***** Excerpted passage

[*1]
Matter of Shon D.
2008 NY Slip Op 52074(U) [21 Misc 3d 1115(A)]
Decided on August 1, 2008
Family Court, Bronx County
Merchan, J.
Published by New York State Law Reporting Bureau pursuant to Judiciary Law § 431.
This opinion is uncorrected and will not be published in the printed Official Reports.


Decided on August 1, 2008
Family Court, Bronx County


In the Matter of Shon D., A Person Alleged to be a Juvenile Delinquent




D-12057-08



Presentment Agency - Corporation Counsel, by Lisa Hirsch, Esq.

Thomas Caruso, Esq. - Law Guardian for Respondent

Lisa Licata, Esq. - Guardian ad Litem for Respondent

Juan M. Merchan, J.



By petition filed on May 30, 2008, Respondent, Shon D., is alleged to have committed acts which, if committed by an adult, would constitute the crimes of Robbery in the Second and Third Degrees, in violation of Penal Law §§ 160.10(1) and 160.05, Grand Larceny in the Fourth Degree in violation of Penal Law §§ 155.30(4) and 155.30(5), Criminal Possession of Stolen Property in the Fourth Degree, in violation of Penal Law § 165.45(2), and other lesser crimes.

**********
***** Recorded data

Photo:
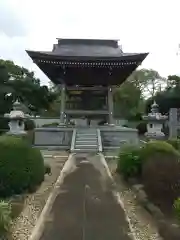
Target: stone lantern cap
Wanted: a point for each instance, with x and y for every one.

**********

Required task:
Copy out the Family Court opinion word for word, beginning at the words "Juan M. Merchan, J." and stopping after "other lesser crimes.".

Full output:
Juan M. Merchan, J.



By petition filed on May 30, 2008, Respondent, Shon D., is alleged to have committed acts which, if committed by an adult, would constitute the crimes of Robbery in the Second and Third Degrees, in violation of Penal Law §§ 160.10(1) and 160.05, Grand Larceny in the Fourth Degree in violation of Penal Law §§ 155.30(4) and 155.30(5), Criminal Possession of Stolen Property in the Fourth Degree, in violation of Penal Law § 165.45(2), and other lesser crimes.